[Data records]
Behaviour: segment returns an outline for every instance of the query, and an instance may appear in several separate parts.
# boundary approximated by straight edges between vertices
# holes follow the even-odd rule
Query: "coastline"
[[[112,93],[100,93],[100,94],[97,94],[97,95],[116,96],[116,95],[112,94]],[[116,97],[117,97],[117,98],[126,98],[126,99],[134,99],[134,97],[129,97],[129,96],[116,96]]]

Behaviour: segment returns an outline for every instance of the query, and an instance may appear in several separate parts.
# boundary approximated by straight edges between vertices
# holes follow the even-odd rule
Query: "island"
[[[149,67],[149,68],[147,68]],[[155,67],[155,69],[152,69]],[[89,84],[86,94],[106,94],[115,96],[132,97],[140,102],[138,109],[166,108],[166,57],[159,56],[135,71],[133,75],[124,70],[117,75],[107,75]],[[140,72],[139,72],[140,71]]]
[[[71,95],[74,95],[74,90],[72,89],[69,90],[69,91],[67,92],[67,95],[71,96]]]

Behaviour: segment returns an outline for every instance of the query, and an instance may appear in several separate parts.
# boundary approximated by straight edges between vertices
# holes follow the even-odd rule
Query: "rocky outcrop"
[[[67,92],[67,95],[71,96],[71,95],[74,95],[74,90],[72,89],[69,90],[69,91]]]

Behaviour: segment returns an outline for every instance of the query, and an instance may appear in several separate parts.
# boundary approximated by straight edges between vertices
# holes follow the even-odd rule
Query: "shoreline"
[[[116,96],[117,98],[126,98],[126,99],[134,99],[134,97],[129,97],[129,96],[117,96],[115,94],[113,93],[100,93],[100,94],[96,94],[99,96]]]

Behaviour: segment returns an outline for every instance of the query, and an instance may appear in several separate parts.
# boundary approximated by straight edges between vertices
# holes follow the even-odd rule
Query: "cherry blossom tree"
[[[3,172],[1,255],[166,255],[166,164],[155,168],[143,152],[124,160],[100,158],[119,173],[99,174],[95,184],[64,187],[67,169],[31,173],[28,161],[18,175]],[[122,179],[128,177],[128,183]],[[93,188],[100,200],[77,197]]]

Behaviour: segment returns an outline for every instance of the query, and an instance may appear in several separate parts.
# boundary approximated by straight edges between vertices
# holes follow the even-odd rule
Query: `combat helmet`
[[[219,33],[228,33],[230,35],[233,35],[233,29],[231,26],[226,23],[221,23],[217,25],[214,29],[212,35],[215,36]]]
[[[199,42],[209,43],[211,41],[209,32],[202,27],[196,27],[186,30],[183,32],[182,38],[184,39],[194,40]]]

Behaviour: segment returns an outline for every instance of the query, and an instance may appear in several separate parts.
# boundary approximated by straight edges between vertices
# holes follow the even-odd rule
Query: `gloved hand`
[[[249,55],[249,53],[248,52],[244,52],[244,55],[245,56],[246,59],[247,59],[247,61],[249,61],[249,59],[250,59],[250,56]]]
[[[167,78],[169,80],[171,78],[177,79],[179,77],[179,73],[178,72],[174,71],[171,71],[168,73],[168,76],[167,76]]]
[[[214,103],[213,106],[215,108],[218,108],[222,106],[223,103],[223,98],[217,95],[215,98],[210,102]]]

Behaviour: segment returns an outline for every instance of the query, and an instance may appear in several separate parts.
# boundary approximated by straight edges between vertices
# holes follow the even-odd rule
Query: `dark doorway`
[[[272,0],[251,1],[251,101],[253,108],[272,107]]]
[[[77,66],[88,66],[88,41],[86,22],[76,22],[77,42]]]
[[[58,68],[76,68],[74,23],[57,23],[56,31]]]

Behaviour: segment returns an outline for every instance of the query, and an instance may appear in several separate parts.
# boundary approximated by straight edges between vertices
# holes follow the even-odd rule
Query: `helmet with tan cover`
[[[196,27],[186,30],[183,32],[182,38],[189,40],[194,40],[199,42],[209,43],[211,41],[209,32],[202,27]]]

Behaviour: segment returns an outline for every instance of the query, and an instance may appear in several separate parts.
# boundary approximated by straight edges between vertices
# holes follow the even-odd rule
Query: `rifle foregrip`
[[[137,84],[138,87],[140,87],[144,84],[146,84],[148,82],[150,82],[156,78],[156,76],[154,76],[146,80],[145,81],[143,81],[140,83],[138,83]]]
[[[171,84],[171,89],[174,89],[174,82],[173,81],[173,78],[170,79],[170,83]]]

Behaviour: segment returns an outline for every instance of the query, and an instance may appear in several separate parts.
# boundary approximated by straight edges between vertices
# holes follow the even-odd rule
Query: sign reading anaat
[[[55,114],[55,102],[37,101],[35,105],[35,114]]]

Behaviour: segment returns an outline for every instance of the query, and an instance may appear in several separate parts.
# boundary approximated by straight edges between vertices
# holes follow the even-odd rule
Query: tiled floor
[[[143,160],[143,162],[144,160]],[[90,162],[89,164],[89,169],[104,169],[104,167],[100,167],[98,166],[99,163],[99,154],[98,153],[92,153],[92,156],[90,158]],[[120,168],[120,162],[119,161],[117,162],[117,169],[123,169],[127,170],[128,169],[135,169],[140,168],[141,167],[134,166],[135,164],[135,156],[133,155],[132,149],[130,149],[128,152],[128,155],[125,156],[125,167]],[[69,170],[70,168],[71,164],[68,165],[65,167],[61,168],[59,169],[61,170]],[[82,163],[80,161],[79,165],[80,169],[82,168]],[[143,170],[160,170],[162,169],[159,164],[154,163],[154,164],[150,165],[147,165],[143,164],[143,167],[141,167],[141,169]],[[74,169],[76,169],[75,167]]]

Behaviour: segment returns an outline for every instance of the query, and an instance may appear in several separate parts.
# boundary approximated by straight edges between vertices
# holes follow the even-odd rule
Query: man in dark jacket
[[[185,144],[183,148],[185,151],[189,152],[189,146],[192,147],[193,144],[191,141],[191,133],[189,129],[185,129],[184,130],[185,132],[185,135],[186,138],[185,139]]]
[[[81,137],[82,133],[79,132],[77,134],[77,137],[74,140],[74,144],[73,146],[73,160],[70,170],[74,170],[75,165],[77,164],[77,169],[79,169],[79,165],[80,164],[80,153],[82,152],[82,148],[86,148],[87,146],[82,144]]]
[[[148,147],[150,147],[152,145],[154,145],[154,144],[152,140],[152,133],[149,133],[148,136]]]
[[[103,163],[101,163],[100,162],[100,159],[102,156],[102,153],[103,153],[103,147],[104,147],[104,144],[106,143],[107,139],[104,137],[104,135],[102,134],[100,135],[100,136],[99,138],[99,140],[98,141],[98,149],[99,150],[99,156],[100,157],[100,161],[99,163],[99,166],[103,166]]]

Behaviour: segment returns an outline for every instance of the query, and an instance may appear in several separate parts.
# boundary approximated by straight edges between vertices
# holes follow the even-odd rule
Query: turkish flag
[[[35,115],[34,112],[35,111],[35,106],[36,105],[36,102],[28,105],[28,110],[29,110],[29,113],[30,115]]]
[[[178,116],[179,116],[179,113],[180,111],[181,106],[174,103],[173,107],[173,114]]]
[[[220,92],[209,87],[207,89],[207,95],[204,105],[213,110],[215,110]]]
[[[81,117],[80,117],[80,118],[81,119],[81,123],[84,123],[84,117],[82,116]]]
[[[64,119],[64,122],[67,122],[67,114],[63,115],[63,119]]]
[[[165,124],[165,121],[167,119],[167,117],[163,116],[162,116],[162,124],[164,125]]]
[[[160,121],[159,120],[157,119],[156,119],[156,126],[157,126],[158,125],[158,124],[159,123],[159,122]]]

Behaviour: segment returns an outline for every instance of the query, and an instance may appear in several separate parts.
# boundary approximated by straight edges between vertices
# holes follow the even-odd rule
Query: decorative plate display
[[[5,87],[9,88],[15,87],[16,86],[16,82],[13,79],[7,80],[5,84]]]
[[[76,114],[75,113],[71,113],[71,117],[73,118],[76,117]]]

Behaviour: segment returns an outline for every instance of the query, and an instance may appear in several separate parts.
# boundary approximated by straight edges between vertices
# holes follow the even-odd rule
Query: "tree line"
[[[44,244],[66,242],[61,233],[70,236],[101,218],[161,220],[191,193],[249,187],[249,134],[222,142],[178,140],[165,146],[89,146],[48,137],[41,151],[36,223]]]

● **Goal**
Please count the lines in the records above that contain the string "helmet", treating uppercase and lowercase as different, and reply with the number alone.

● **Solution to this task**
2